TASK INSTRUCTIONS:
1. Name every novel by title that the biographical entry on Mongo Beti mentions, counting each title once.
2. Carry the biographical entry on Mongo Beti forward from its final sentence with the next part of his life and work.

EXTRACT TO READ:
Beti, Mongo
Mongo Beti
BORN: 1932, M'balmayo, Cameroon
DIED: 2001, Douala, Cameroon
NATIONALITY: Cameroonian
GENRE: Novels
MAJOR WORKS:
The Poor Christ of Bomba (1956)
King Lazarus (1958)
Perpetua and the Habit of Unhappiness (1974)
Overview
Alexandre Biyidi, who published under the name Mongo Beti, was one of the first French-speaking African novelists to combine humor and perceptive social criticism. He
is widely recognized as a master among African writers of all languages.
Works in Biographical and Historical Context
From Cameroon to France Born in the small town of M'balmayo, located in the French-controlled territory of Cameroon on the western coast of Africa, Beti's given name was Alexandre Biyidi. Beti was educated in local French missionary schools until his expulsion for unknown reasons at the age of fourteen. He then attended the lycée in Cameroon's capital, Yaoundé. He went to France in 1951, studying first at the University of Aix-en-Provence and then at the Sorbonne in Paris, where he received his licence, or BA, with honors. Later, Beti began teaching French literature, classical Greek, and Latin in various lycées in France.
While he was a student at Aix, Beti wrote and published his first novel, Cruel City, under the pseudonym Eza Boto. Beti's often controversial reputation began with three works published in close succession between 1956 and 1958: The Poor Christ of Bomba, Mission Accomplished, and King Lazarus. Although these works were well received by critics, they made little money for their author, and Beti found it necessary to teach in order to support himself and his family.

DATASET RECORDS:
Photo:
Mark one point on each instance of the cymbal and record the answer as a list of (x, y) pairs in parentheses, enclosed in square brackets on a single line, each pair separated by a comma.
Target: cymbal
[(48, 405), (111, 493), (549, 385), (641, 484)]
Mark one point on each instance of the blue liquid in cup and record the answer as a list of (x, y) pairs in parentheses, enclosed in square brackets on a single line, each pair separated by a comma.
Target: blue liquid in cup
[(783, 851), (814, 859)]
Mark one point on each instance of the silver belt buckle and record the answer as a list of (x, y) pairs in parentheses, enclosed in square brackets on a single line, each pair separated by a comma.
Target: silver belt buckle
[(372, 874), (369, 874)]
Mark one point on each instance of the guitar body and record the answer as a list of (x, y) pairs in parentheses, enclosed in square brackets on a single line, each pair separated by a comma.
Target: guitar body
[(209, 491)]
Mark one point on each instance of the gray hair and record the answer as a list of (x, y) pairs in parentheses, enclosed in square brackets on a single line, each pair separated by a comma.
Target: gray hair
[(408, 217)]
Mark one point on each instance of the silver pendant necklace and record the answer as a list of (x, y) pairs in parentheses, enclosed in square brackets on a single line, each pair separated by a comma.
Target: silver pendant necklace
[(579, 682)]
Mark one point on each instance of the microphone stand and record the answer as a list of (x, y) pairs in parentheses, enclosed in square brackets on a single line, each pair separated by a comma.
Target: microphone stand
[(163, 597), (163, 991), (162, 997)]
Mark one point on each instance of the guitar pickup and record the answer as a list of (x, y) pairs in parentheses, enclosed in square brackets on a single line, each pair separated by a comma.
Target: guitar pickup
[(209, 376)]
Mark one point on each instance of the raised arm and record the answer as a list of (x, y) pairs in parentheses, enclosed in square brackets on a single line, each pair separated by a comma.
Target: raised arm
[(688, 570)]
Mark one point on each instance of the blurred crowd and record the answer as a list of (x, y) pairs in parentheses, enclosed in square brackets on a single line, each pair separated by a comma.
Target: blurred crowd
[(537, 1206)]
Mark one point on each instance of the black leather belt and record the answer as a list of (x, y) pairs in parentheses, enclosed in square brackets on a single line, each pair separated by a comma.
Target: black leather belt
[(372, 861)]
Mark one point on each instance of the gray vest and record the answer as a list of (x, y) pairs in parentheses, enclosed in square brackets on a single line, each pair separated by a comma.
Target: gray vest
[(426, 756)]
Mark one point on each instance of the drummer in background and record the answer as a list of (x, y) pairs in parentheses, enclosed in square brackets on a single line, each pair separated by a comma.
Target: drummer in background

EXERCISE ANSWERS:
1. The Poor Christ of Bomba; King Lazarus; Perpetua and the Habit of Unhappiness; Cruel City; Mission Accomplished

2.
As a committed Marxist, or believer in the rights of the workers and the goal of a class-free society, he refused to return to Cameroon when it achieved independence in 1960. He was hostile to the new Yaoundé regime of President Ahmadou Ahidjo, who had structured the new country's government to provide himself with far-reaching power and silence his critics. Beti instead remained in France with his family, devoting himself to teaching.
Topical Criticism In 1972 Beti published a political essay, “The Plundering of Cameroon.” In it, he criticized the Yaoundé regime for remaining under the control of the French long after Cameroon's formal liberation in 1960. For years Beti had written essays on current affairs in Africa, but with “The Plundering of Cameroon” he shifted from a historical perspective to an essentially topical one. Soon after, Beti published two novels, Remember Ruben and Perpetua and the Habit of Unhappiness. In Remember Ruben, Beti emphasized the corruption of national politics through glimpses of the harshness of individual lives, a theme he explored again in Perpetua and the Habit of Unhappiness, a critique of the slavelike conditions of the modern woman in contemporary Africa.
Return to Cameroon Beti visited Cameroon in 1991 after a self-imposed absence of thirty-two years. When he retired from teaching in 1994, he returned permanently to Cameroon, where he opened a bookshop in the capital to encourage literacy and provide an opportunity for authors to sell their critical texts. During this period, Beti supported an opposition political party, and the government attempted to suppress his activities. He published several novels in response, but his final trilogy remained unfinished at his death on October 8, 2001.
Works in Literary Context
In his early novels, Beti unleashed his sense of humor to create a series of harsh but comic indictments of French colonial rule in Cameroon. Later, in Remember Ruben (1974) and Perpetua and the Habit of Unhappiness 1974), Beti criticized the corruption he witnessed in Cameroon during the years of independence.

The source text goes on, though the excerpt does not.